Arepas

Como vender sanduíche típico ao redor do estádio do Palmeiras está mudando a história de imigrante venezuelana

Juliana Vaz Colaboração para o UOL, em São Paulo Avener Prado/UOL

Sábado, oito da manhã. A venezuelana Adriana Camargo já está de pé, com a lista de compras em mãos e a caminho do supermercado. Ela precisa abastecer o estoque do café e restaurante que inaugurou há menos de um ano em frente ao Allianz Parque. Quando o jogos acontecem durante a semana, a a carga horária de Adriana é dobrada, pois de segunda à sexta ela trabalha em uma empresa de recursos humanos e tecnologia. A imigrante, ex-atleta regional de escalada esportiva da Venezuela, cozinheira e empreendedora soma adjetivos e horas de trabalho para construir e manter a vida em outro país.

#### [Lista de tarefas]
1. Na última frase da reportagem, entre "ex-atleta" e "soma adjetivos", liste todas as qualificações atribuídas a Adriana Camargo.
2. Transcreva da reportagem o trecho que vai de "Juliana Vaz Colaboração" até "em outro país.".
Use somente a reportagem como fonte para responder.

#### [Material]
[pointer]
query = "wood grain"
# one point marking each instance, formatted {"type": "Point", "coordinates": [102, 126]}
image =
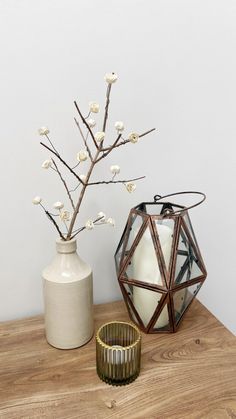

#### [Respostas por tarefa]
1. ex-atleta regional de escalada esportiva da Venezuela; cozinheira; empreendedora

2.
Juliana Vaz Colaboração para o UOL, em São Paulo Avener Prado/UOL

Sábado, oito da manhã. A venezuelana Adriana Camargo já está de pé, com a lista de compras em mãos e a caminho do supermercado. Ela precisa abastecer o estoque do café e restaurante que inaugurou há menos de um ano em frente ao Allianz Parque. Quando o jogos acontecem durante a semana, a a carga horária de Adriana é dobrada, pois de segunda à sexta ela trabalha em uma empresa de recursos humanos e tecnologia. A imigrante, ex-atleta regional de escalada esportiva da Venezuela, cozinheira e empreendedora soma adjetivos e horas de trabalho para construir e manter a vida em outro país.